Collectionneur nous-même, nous serions disposé à examiner cette question d’un point de vue plutôt conservateur : toutefois, il faut savoir se débarrasser des choses inutiles. Examinons donc les véritables motifs de réforme des armes de chasse, comme nous le demande notre correspondant. Nous négligerons, puisqu’il nous y invite, les pièces de collection et les souvenirs, toutes choses éminemment personnelles.

Réduisons donc l’examen à ce que l’armurerie a produit depuis la dernière moitié du XIXe siècle : ce sont, comme le fait remarquer notre correspondant, les échantillons de beaucoup les plus abondants.

L’arme sans bascule, dite à piston, n’a aucune valeur pratique ; seule, une exécution extra-soignée peut la sauver de la ferraille. Il existe, dans cette catégorie d’armes, d’admirables crosses à la Française, chefs-d’œuvre de sculpteurs sur bois, qui, indépendamment de toutes qualités balistiques, en font de véritables objets d’art, non seulement à conserver, mais encore à acquérir lorsque l’on a la chance de les rencontrer.

Les fusils à bascule, utilisant la cartouche à broche, n’ont pour ainsi dire plus aucun intérêt, étant donné que les douilles de ce système seront introuvables d’ici quelques années. À moins d’une exécution particulièrement soignée les rendant intéressants pour certains détails, ces fusils ne valent guère que la mise au rebut.

Les armes à percussion centrale, à chiens extérieurs, méritent un examen plus attentif. Bien que démodés, nous pouvons leur trouver encore quelque utilisation. En général, ils pêcheront toujours par les canons ; plus ou moins gravés à l’intérieur, il s’agit de voir ce que nous pouvons décider.

Lorsque le dommage n’est pas très important, on peut tenter un léger réalésage. Mais on se souviendra que cette opération, si elle facilite l’entretien ultérieur, diminue l’épaisseur du métal et peut offrir des risques sérieux quant à la résistance de l’arme. Il convient donc d’apprécier dans quelles mesures elle est raisonnable et si quelques atteintes trop graves ne la rendent pas illusoire. Seul, le praticien décidera en connaissance de cause. Ne pas prendre en considération l’amélioration du groupement, ceci étant secondaire dans les armes de cette catégorie qui peuvent tout au plus prétendre à quelque service occasionnel.

Consignes —
1) Reproduisez sans rien changer le segment du passage sur la réforme des armes de chasse allant de « Réduisons donc l’examen » jusqu'à « les plus abondants. ».
2) Résumez en trois phrases le passage sur la réforme des armes de chasse.

Extrait de données —
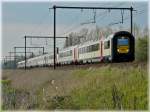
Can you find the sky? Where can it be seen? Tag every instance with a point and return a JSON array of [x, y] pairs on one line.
[[35, 18]]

Corrigés détaillés —
1)
Réduisons donc l’examen à ce que l’armurerie a produit depuis la dernière moitié du XIXe siècle : ce sont, comme le fait remarquer notre correspondant, les échantillons de beaucoup les plus abondants.

2) Laissant de côté les pièces de collection et les souvenirs, le texte limite l'examen aux armes de chasse produites depuis la dernière moitié du XIXe siècle, qui sont les plus abondantes. Les armes à piston et les fusils à broche ne valent guère que la ferraille ou le rebut, sauf exécution particulièrement soignée, d'autant que les douilles à broche seront bientôt introuvables. Les armes à percussion centrale à chiens extérieurs peuvent encore servir, mais leurs canons abîmés ne permettent qu'un léger réalésage, dont seul le praticien jugera, car il diminue l'épaisseur du métal et peut compromettre la résistance de l'arme.